▶ _WORK INSTRUCTIONS_
Please continue the SMS spam classification notebook from the point where it stops.

* begin EXCERPT *

1. [Importing Libraries and reading the data](#first)
2. [Data Cleaning](#second)
3. [Method 1 - Accuracy using Logistic Regression by just removing puntuations](#third)
4. [Method 2 - Snowball Stemmer](#fourth)
5. [Method 3 - Using Message Length](#fifth)
6. [Visualisations](#sixth)
7. [Word Cloud](#seventh)

# 1. Importing Libraries and reading the data
<a id="first"></a>

In [None]:
import numpy as np
import pandas as pd
import string
from sklearn.feature_extraction.text import TfidfVectorizer
from sklearn.model_selection import train_test_split
import nltk
from nltk.corpus import stopwords
from nltk.stem import SnowballStemmer
import seaborn as sns
from plotly import graph_objs as go
import matplotlib as plt

from wordcloud import WordCloud, STOPWORDS, ImageColorGenerator
from PIL import Image

In [None]:
message_data = pd.read_csv("/kaggle/input/sms-spam-collection-dataset/spam.csv",encoding = "latin")

* end EXCERPT *
* begin DATA RECORDS *

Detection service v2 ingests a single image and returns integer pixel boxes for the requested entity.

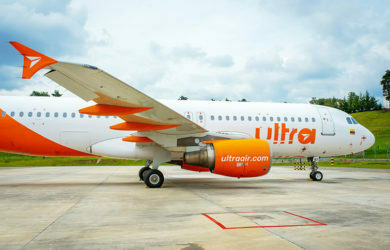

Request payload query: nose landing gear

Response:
[307,157,324,181]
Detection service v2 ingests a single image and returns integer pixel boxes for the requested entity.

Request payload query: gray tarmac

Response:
[0,166,390,249]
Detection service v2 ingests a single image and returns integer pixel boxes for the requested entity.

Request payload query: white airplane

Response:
[0,42,375,188]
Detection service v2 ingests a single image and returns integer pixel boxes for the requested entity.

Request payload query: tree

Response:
[51,90,62,97]
[310,91,382,113]
[381,70,390,101]
[30,90,50,96]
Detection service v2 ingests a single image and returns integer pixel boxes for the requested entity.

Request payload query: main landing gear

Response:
[307,157,324,181]
[138,160,164,188]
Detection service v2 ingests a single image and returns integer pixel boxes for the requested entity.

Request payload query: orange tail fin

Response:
[9,41,57,79]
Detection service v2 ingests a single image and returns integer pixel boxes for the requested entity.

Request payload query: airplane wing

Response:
[10,42,207,146]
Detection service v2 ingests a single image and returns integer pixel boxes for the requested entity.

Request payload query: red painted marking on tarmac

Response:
[202,211,327,230]
[203,213,227,229]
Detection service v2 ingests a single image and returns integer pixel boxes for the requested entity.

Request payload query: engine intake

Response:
[183,139,271,177]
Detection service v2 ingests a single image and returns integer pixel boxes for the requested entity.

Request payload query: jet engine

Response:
[183,139,271,177]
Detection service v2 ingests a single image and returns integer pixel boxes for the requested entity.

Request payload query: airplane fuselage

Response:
[0,96,375,159]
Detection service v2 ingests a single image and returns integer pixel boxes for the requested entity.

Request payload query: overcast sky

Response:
[0,0,390,102]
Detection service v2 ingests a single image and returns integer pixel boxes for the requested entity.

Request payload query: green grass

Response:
[0,153,145,167]
[0,110,390,169]
[351,110,390,159]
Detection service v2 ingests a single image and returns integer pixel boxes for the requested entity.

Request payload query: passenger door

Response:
[317,107,336,135]
[196,112,205,127]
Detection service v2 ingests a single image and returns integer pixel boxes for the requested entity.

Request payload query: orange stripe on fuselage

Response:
[0,109,93,156]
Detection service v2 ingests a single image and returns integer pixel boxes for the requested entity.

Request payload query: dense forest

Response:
[310,91,383,113]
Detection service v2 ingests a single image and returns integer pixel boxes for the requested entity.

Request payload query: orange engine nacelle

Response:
[183,139,271,177]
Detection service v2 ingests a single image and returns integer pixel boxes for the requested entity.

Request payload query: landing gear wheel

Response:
[138,167,150,181]
[144,169,164,188]
[310,171,323,181]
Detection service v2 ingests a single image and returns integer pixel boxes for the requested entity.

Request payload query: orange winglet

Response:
[79,104,152,116]
[9,41,57,79]
[110,122,180,131]
[122,135,153,142]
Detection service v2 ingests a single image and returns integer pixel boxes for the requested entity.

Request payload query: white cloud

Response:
[0,1,390,102]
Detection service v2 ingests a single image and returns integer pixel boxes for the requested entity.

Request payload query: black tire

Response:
[312,171,324,181]
[138,167,150,181]
[144,169,164,188]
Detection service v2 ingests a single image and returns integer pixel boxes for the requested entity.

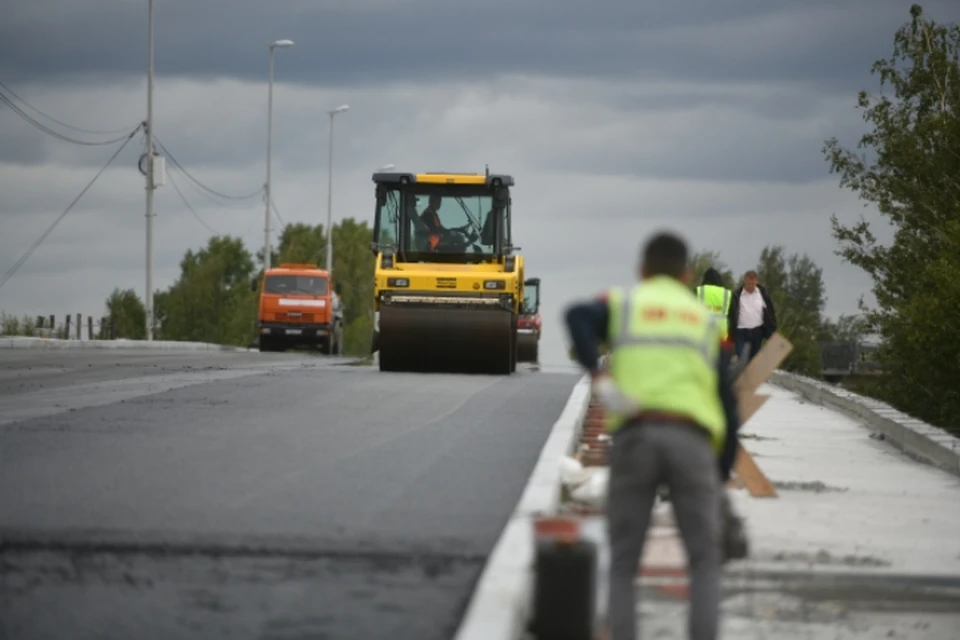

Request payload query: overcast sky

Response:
[0,0,948,363]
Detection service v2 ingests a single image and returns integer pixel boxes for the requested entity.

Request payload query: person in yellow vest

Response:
[565,233,740,640]
[696,267,733,340]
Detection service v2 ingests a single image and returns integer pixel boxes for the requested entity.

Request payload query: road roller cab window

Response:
[370,173,513,264]
[523,281,540,316]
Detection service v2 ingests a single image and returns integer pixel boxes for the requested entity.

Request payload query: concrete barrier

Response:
[455,376,590,640]
[770,371,960,476]
[0,336,256,352]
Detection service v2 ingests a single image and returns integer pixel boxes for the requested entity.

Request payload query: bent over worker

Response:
[566,233,739,640]
[697,267,733,340]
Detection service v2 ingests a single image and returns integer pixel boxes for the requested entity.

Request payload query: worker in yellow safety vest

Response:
[697,267,733,340]
[566,233,739,640]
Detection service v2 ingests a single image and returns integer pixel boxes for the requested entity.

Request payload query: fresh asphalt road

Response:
[0,350,577,640]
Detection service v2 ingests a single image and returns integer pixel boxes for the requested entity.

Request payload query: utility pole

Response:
[263,43,273,273]
[327,104,350,274]
[145,0,156,340]
[263,40,293,273]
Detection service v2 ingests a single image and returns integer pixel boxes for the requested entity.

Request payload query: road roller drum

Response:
[378,304,516,375]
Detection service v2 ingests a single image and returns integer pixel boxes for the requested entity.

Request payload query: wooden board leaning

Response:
[729,333,793,498]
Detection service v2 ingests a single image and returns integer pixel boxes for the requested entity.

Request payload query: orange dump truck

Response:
[251,263,343,355]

* end DATA RECORDS *

▶ _WRITTEN ANSWER_
message_data.head()

# 2. Data Cleaning
<a id="second"></a>

In [None]:
message_data = message_data.drop(['Unnamed: 2', 'Unnamed: 3', 'Unnamed: 4'], axis = 1)

In [None]:
message_data = message_data.rename(columns = {'v1':'Spam/Not_Spam','v2':'message'})

In [None]:
message_data.info()

In [None]:
message_data.groupby('Spam/Not_Spam').describe()

In [None]:
message_data_copy = message_data['message'].copy()

# 3. Method 1 - Accuracy using Logistic Regression by just removing puntuations
<a id="third"></a>

In [None]:
def text_preprocess(text):
    text = text.translate(str.maketrans('', '', string.punctuation))
    text = [word for word in text.split() if word.lower() not in stopwords.words('english')]
    return " ".join(text)

In [None]:
message_data_copy = message_data_copy.apply(text_preprocess)

In [None]:
message_data_copy

In [None]:
vectorizer = TfidfVectorizer("english")

## Vectorization: 

Use of vectorizer to fit the data. Fitting basicall means bringing the data into the format in a way its easy for further predictions

In [None]:
message_mat = vectorizer.fit_transform(message_data_copy)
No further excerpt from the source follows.